### Written request 1
Turn the paragraph beginning "Along with El Salvador" in the account of the 1750 treasure fleet into a short list of what each ship carried, keeping its main facts.

### Document extract
★ ★ ★ ★

1750 - Spanish Treasure Fleet Encounter a Hurricane:
Moving to 1750, a fleet of Spanish treasure ships departed from Havana in late August. The fleet included La Galga followed by La Merced, Los Godos, San Pedro, Guadeloupe, El Salvador, and La Soledad bringing up the rear. It was in the heart of the hurricane season and at the same time, Spain was in a peaceful period with England, though both sides tread lightly with each other. The four-year conflict was known as the War of Austrian Succession or known as King George's War in the Americas in a treaty signed in 1748. The treasure fleet including El Salvador along with six other vessels in the fleet left Havana, Cuba on August 7, 1750, and was on their way to Cadiz, Spain.
Along with El Salvador were the Nuestra de Solidad and Guadalupe. According to Spanish archives El Salvador was carrying 240,000 pesos in Spanish Treasury funds. They were contained within four chests of gold and sixteen chests of silver coins of various denominations. Also, included on the ship were 50,000 pesos in commercial funds. Guadeloupe was a large ship that had a cargo of sugar, Campeche dyewoods, cocoa, plant seedlings, copper, a great number of hides, valuable cochineal and indigo for dyes, and as many as three hundred chests of silver containing 400,00 pieces-of-eight valued at 613,000 pesos. Also aboard Guadeloupe was the president of Santo Domingo, Hispaniola, and a number of prisoners. Soledad carried a cargo of cochineal, hides, sugar, and at least fourteen chests containing $40,000 in silver.

★ ★ ★ ★

[Labeled contour entries]

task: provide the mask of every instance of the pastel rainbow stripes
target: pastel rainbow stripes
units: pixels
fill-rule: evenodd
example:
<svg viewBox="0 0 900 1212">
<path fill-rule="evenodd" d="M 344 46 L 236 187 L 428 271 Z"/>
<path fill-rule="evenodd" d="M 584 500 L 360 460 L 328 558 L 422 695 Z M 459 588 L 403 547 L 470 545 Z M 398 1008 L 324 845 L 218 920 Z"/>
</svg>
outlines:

★ ★ ★ ★

### Written request 2
Duplicate every one of the labeled contour entries above exactly, line for line.

### Exercise solution 1
- El Salvador: 240,000 pesos in Spanish Treasury funds, held in four chests of gold and sixteen chests of silver coins of various denominations, plus 50,000 pesos in commercial funds.
- Guadeloupe: a large ship carrying sugar, Campeche dyewoods, cocoa, plant seedlings, copper, many hides, cochineal and indigo for dyes, and up to three hundred chests of silver valued at 613,000 pesos. Its passengers included the president of Santo Domingo, Hispaniola, and a number of prisoners.
- Soledad: cochineal, hides, sugar, and at least fourteen chests holding $40,000 in silver.

### Exercise solution 2
task: provide the mask of every instance of the pastel rainbow stripes
target: pastel rainbow stripes
units: pixels
fill-rule: evenodd
example:
<svg viewBox="0 0 900 1212">
<path fill-rule="evenodd" d="M 344 46 L 236 187 L 428 271 Z"/>
<path fill-rule="evenodd" d="M 584 500 L 360 460 L 328 558 L 422 695 Z M 459 588 L 403 547 L 470 545 Z M 398 1008 L 324 845 L 218 920 Z"/>
</svg>
outlines:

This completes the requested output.